What needs to be done: Quote the whole listing below word for word, and leave out the pictures.

Records supplied:

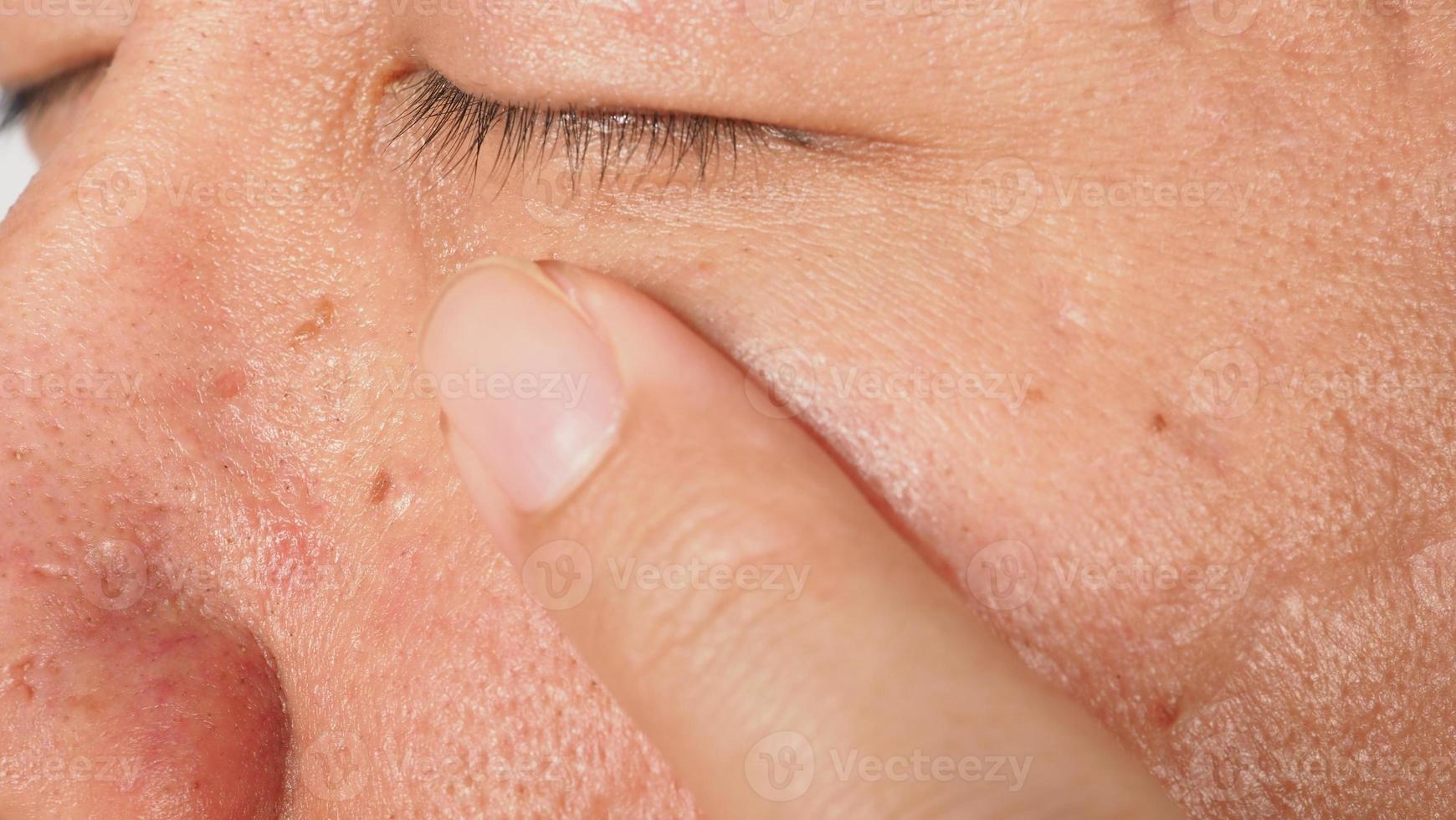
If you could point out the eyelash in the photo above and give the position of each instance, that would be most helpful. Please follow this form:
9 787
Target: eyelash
454 127
33 100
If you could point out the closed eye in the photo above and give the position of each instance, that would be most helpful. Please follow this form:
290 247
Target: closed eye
454 129
31 102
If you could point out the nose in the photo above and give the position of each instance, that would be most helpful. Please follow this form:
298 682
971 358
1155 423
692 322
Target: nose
173 286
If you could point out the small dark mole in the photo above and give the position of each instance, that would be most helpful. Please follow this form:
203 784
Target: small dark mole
320 320
1165 713
379 488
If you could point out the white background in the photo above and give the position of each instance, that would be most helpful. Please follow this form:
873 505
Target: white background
17 167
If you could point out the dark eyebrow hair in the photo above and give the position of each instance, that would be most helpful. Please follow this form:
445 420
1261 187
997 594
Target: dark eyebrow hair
33 98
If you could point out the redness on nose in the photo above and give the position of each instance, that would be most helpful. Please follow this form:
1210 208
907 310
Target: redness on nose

The reply:
If you could point out the eyelash in the photo above and give the position of each instance, that would be most helpful. Please follow this form:
9 787
Target: eyelash
454 127
33 100
If you could point out the closed eye in the photo above and give the position of each instance, that would be most helpful. Please follow this form:
290 247
Target: closed eye
454 129
31 102
If you could point out the nose in the photo above and give the position of each instance, that would be most helpful. Please follow this form:
298 682
971 358
1155 423
692 322
Target: nose
173 286
If you could point out the small dark mole in the photo above and give the position of each instance, that would be most helpful. Please follow this form:
203 784
Target: small dark mole
320 320
1165 713
379 488
If you could point out the white background in the photo above and give the position of each instance, that would be most helpful. Please follow this form:
873 505
Target: white background
17 167
If you could point out the dark eyebrow hair in the photo above and give the position of each instance, that would be most helpful. Please follow this form:
445 420
1261 187
997 594
Target: dark eyebrow hair
33 98
If you could point out the redness on nose in the photo above and give the position of each instance, that would be most helpful. Please follow this form:
1210 208
907 310
Target: redness on nose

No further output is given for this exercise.